Wednesday, October 10, 2007

Poor Little Ears

So late last night, after the high fever for two days and the hacking cough and rattling chest congestion and constant crying, I took Silvia into the Acute Care Clinic. They were worried about pneumonia. She caught the virus that Anna had last week, but while Anna bounced back after a few days, Silvia has developed a sinus infection and another ear infection. She's got mucous dripping down into her lungs, and left untreated, would definitely develop pneumonia. In fact, if she's not improved by tomorrow night, we're supposed to take her in for a chest x-ray.

Now that she's on her 4th ear infection in less than a year, they want to do the surgery for ear-tubes. I really hate the idea of surgery on her, I hate it, hate it, hate it. I know it's minor, and I know that there's a very real danger of hear-loss if we don't act preventively, but... they have to put her under and cut her and put something plastic in her body... I just hate it, it freaks me out. I know that in the grand scheme of things it's not a big deal and it's a minor procedure, etc, etc... but I still just hate it.

I also hate how much obvious pain she is in. You can just tell that the pressure in her ear and the pain and congestion are excruciating for her, she's so miserable. She hasn't slept in two nights, and there's just not much we can DO for her. And the surgery would be something we could DO, but it's not something I want.

I just wanted her to get better and stop getting all these infections. And there's the whole worry about her immune system, that she's so prone already to infection, what can we do to help her? I mean, I can't exactly keep her away from Anna and Anna's just a walking petrie dish most days, it seems. I'm just worried and reacting emotionally. And, oh yeah, I haven't slept in a week. There's that too, right?

And, of course, mom and Terry are both out of town this week, which means I'm on my own during the day, sleep-deprived or not. Times like these really make it stand out how much we completely depend on them and how wonderful it is to have family close to the kids. Nothing like a little absence to make the heart grow fonder... and desperate!

Coming home soon, ladies???

1 comment:

Anonymous said...

Hi Meg
I am sorry you guys are having such a hard time.
I hope Sylvia feels better soon and you can get some sleep.
Please let me know if there is something I can do for you.
········
__Exercise instructions__.
1. From the blog post, reproduce the passage starting at "Coming home soon, ladies???" up to and including "get some sleep.".
2. In the blog post, what surgery do the doctors want to perform now that Silvia has her fourth ear infection in less than a year?

__Listed records__.
········
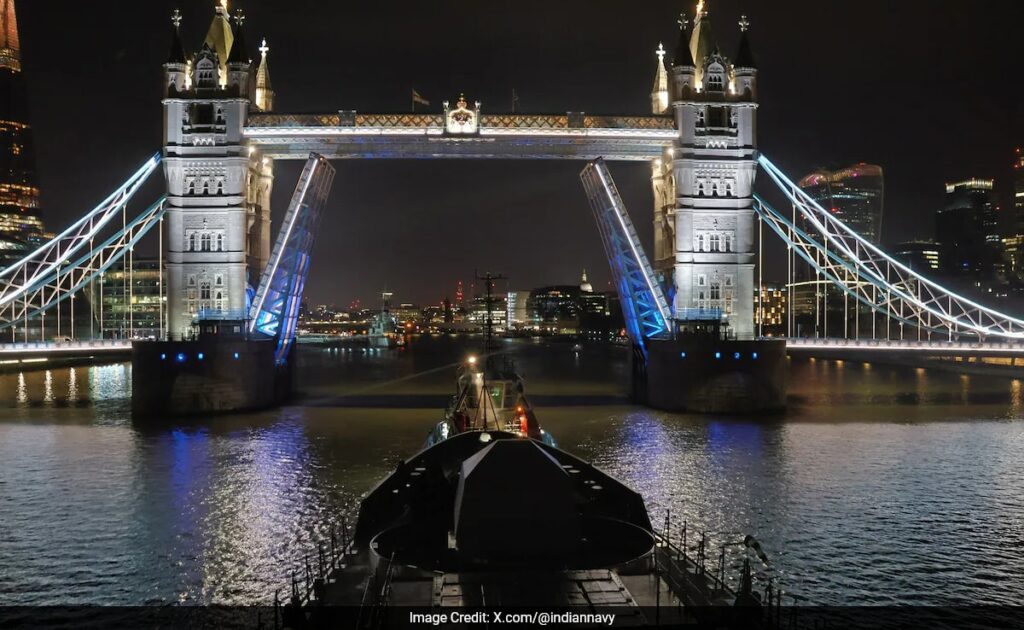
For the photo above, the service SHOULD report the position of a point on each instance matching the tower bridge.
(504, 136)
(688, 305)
········
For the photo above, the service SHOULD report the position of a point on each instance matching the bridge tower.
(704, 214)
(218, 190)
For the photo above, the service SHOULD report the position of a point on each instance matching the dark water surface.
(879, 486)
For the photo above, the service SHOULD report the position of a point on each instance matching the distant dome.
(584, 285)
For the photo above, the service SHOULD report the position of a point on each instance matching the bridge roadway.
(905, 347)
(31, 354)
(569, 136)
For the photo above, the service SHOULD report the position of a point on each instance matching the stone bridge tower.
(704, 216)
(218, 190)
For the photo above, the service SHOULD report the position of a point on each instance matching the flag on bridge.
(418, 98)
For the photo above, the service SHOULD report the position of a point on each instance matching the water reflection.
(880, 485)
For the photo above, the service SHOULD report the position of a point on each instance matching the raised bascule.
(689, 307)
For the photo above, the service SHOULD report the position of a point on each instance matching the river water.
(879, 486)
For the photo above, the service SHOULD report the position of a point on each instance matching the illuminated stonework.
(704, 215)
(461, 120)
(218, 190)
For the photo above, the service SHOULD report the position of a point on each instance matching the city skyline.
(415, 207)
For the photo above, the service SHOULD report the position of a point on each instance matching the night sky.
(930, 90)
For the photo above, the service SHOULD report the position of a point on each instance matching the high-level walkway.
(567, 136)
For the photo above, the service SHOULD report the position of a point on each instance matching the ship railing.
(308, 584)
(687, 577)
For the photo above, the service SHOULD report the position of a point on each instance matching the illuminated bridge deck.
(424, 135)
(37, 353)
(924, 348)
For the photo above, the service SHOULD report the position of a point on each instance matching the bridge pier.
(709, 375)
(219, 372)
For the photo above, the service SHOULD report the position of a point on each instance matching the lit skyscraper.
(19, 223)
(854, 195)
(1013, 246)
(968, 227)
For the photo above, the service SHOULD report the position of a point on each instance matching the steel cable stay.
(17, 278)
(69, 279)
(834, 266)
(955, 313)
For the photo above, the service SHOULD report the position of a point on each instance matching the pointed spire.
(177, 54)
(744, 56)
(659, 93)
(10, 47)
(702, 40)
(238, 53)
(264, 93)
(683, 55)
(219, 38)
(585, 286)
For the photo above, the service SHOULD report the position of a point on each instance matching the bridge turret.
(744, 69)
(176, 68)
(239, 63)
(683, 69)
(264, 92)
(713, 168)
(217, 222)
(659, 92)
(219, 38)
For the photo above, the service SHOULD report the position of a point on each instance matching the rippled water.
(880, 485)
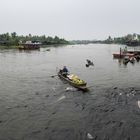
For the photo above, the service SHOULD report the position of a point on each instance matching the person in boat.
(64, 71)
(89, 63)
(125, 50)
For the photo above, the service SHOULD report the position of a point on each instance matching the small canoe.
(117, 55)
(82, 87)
········
__Completed exercise__.
1.
Coming home soon, ladies???

1 comment:

Anonymous said...

Hi Meg
I am sorry you guys are having such a hard time.
I hope Sylvia feels better soon and you can get some sleep.

2. They want to do surgery to put in ear tubes.